WHAT TO WORK ON:
In the entries from the line containing "Put a dot on every instance of the hazelnut, giving" down to the last entry, rewrite every "hazelnut" as "filbert" and keep all other text unchanged.

TASK INPUT:
------
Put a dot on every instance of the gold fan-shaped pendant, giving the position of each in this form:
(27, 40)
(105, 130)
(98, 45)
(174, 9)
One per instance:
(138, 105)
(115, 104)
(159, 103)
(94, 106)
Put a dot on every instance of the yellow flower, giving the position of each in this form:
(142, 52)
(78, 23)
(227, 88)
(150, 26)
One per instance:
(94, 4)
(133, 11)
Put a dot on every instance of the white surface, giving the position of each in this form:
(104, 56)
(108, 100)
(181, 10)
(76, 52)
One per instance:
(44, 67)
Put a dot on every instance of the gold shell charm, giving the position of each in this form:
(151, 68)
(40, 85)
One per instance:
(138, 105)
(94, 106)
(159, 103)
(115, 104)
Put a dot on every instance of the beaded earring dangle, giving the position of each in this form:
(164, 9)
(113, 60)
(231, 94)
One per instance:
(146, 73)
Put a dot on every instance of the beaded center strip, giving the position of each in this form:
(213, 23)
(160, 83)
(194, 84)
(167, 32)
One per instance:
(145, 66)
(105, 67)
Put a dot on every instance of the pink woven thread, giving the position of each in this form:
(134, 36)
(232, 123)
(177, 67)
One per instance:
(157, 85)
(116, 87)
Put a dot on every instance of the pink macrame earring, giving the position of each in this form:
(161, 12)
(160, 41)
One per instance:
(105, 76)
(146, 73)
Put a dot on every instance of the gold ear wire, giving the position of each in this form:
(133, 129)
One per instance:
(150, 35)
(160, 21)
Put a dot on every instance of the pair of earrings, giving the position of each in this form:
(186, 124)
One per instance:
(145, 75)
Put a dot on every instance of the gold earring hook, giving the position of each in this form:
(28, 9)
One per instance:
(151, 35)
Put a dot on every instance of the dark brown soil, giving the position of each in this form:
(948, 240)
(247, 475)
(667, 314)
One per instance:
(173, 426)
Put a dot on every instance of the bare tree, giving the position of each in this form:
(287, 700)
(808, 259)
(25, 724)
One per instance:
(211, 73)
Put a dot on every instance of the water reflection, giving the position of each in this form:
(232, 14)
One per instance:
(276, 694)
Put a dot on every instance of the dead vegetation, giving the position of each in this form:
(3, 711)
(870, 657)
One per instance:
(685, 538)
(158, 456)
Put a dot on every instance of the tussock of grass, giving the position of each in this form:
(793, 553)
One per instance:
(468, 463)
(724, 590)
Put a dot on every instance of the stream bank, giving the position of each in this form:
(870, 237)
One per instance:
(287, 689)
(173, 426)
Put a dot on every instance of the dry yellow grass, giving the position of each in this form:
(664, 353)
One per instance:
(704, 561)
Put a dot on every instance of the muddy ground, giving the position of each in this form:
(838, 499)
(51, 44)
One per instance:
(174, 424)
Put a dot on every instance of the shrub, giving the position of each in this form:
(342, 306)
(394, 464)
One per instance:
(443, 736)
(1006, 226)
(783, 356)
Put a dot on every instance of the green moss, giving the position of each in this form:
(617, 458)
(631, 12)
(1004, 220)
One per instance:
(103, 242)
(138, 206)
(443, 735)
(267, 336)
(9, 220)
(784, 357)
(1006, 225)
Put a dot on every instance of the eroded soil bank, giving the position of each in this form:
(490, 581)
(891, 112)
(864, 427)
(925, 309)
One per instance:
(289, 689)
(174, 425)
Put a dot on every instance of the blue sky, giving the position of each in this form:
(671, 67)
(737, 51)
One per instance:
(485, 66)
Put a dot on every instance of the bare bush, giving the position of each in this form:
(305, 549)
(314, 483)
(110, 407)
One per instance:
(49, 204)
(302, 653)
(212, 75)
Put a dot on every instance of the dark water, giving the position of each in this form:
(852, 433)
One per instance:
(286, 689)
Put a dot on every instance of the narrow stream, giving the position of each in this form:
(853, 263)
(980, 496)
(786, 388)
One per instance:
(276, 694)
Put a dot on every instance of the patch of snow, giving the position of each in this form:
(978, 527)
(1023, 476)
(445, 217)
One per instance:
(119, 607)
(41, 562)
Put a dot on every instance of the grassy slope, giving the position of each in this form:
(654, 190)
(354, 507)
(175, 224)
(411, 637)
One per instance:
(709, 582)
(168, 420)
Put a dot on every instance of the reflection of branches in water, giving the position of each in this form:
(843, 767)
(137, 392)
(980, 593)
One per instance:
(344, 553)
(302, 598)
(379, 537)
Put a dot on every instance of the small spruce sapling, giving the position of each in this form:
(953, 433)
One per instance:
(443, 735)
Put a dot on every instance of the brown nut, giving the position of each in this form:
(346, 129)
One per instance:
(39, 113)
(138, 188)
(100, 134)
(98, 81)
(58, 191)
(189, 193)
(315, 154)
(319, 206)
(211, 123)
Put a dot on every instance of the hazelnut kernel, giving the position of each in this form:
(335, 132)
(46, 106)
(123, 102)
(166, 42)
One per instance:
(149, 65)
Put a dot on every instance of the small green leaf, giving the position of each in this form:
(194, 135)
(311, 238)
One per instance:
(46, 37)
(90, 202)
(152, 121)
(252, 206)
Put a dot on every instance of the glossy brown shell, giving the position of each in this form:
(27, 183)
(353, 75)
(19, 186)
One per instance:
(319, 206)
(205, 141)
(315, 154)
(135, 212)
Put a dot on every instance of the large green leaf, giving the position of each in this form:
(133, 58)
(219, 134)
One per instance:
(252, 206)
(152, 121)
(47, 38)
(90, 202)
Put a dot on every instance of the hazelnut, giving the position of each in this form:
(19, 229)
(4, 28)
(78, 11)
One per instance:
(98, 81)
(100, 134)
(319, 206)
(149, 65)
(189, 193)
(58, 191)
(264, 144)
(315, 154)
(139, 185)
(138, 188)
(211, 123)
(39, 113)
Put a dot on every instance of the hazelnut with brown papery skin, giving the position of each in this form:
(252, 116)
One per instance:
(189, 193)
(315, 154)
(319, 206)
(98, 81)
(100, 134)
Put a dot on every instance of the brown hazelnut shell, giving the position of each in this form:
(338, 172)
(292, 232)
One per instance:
------
OUTPUT:
Put a dot on every instance of the filbert, giving the position of each in this form:
(19, 229)
(4, 28)
(78, 11)
One per instance:
(98, 81)
(100, 134)
(319, 206)
(149, 65)
(189, 193)
(58, 191)
(264, 144)
(315, 154)
(139, 185)
(138, 188)
(211, 123)
(39, 113)
Put a dot on every instance of the filbert with brown papery skin, giving the position of each in this form:
(252, 116)
One per instance:
(189, 193)
(315, 154)
(319, 206)
(98, 81)
(100, 134)
Put a dot on every instance of the brown filbert shell, giving the position of each in this form:
(338, 172)
(292, 232)
One per instance:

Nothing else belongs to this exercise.